* **Vorliegender Textauszug**

-- -- --

Eine Recherche über Preise großer Bambusa hat meinen Optimismus etwas "eingebremst" :shock  

Da ich von der Wertschätzung meines derzeitigem Gärtchens möglicher Nachnutzer nicht überzeugt bin ...., werde ich meinen Phyllostachys nigra
ausgraben und aufteilen . Ich hoffe genügend vitale Rizomstücken bergen zu können. Eine Rizomsperre ist erst später geplant .
( 2 Seiten unbedenklich und knapp 100m2 sollen erst mal zuwachsen )

               

hat jemand Erfahrung mit der Teilerei von großen Bambusa   ? 


schönes WE


----------



## waterman (22. Feb. 2008)

*AW: Bambussperre*

Hallo Karsten,
ich habe letzten Herbst meine Phyllostachys aurea geteilt und in die "Tonne verbannt", weil nach einem Jahr mein ganzer Garten zuzuwachsen drohte. Wenn du gut wässerst, wächst ein Bambus immer weiter. Eine P. nigra habe ich direkt in die Tonne gesetzt (leeres Düngerfass mit abgesägtem Boden). die Rizomen dehnen sich ganz schnell auf einer großen Fläche aus. Ich würde die Pflanze teilen und sofort mit einer Rizomsperre bändigen. Du tust dir keinen Gefallen, wenn du erst mal der Natur freien Lauf lässt. Die Dinger gehen garantiert dahin, wo du sie nicht haben willst!!! Ein Trieb, der freie Bahn hat kommt ein Meter weiter raus, und da steht der eine Trieb dann ganz alleine. Ob das schön ist?

-- -- --

* **Fragen und Aufgaben**
1) Gib aus dem Textauszug über Bambus den Abschnitt wörtlich wieder, der mit "Da ich von der" beginnt und bis einschließlich "mal zuwachsen )" reicht.
2) Führe den Textauszug über Bambus dort weiter, wo er aufhört.
Das anschließende Material steht für sich und gehört nicht zum Textauszug.

-- -- --

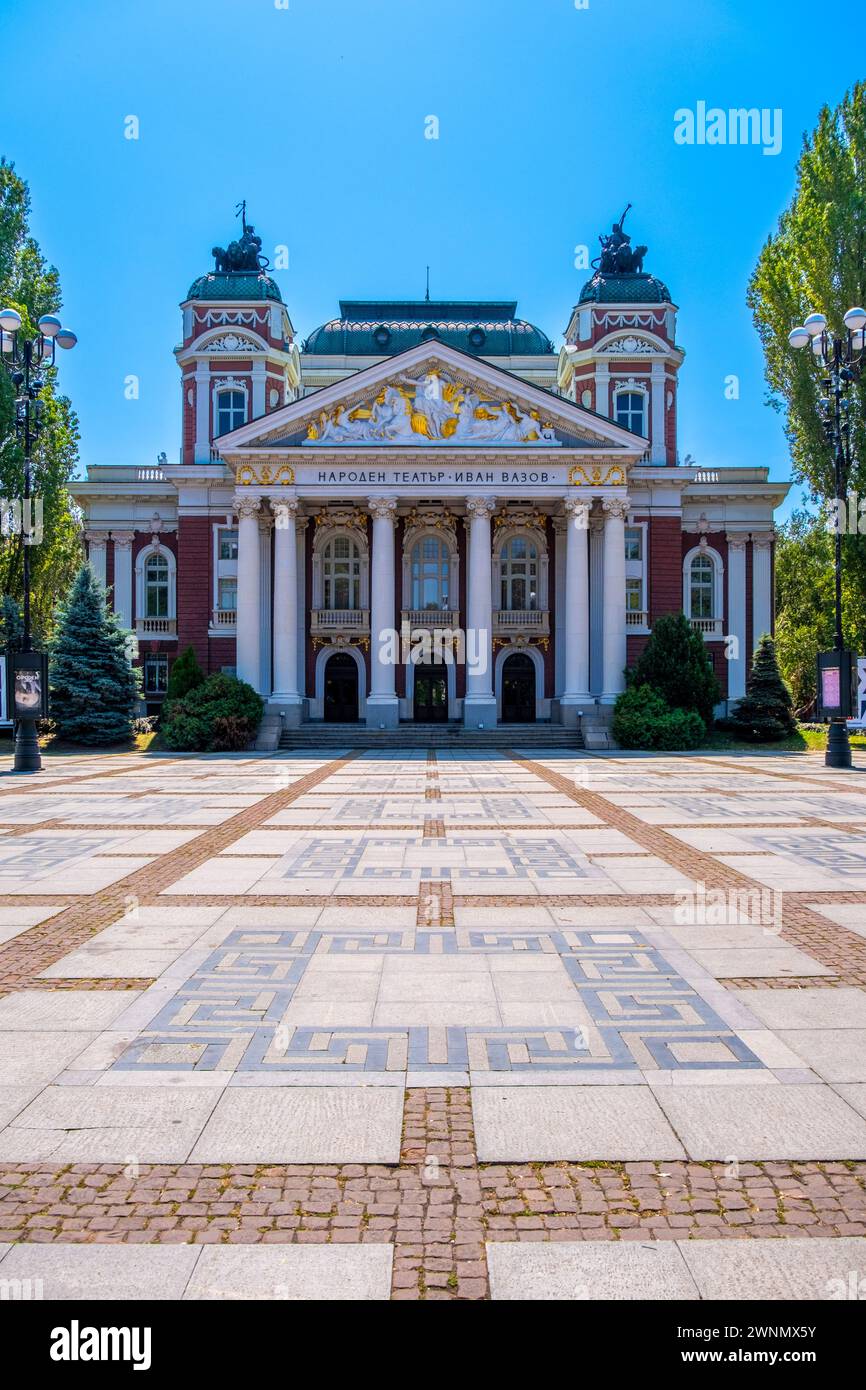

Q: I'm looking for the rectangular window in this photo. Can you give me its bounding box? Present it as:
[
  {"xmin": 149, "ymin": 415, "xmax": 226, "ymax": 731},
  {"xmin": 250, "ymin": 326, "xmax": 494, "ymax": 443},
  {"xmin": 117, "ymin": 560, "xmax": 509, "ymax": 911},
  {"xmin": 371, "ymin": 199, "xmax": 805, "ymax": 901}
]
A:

-- -- --

* **Die Antworten**
1)
Da ich von der Wertschätzung meines derzeitigem Gärtchens möglicher Nachnutzer nicht überzeugt bin ...., werde ich meinen Phyllostachys nigra
ausgraben und aufteilen . Ich hoffe genügend vitale Rizomstücken bergen zu können. Eine Rizomsperre ist erst später geplant .
( 2 Seiten unbedenklich und knapp 100m2 sollen erst mal zuwachsen )

2)
Gruß
Wilfried


----------



## karsten. (22. Feb. 2008)

*AW: Bambussperre*

Hallo Wilfried

danke für deine Tipps


ich will gleich auf die Fläche (100m2) aufteilen (was denn aufzuteilen ist ) 
Da werd ich jahrelang eh mit "schütterem" Wuchs rechnen müssen
 


Schaunmermal was ich rausbekomme so dicht am Teich  


die Rizomsperre ist eigentlich nur zum Nachbargrundstück und zum Restgrundstück geplant 
sonst:
1x Straße
1x Streifenfundamnte in die Erde gegossen


mfg


----------



## Flash (22. Feb. 2008)

*AW: Bambussperre*

Hi all,
ist vieleicht nicht die richtige Ecke für diese Frage ....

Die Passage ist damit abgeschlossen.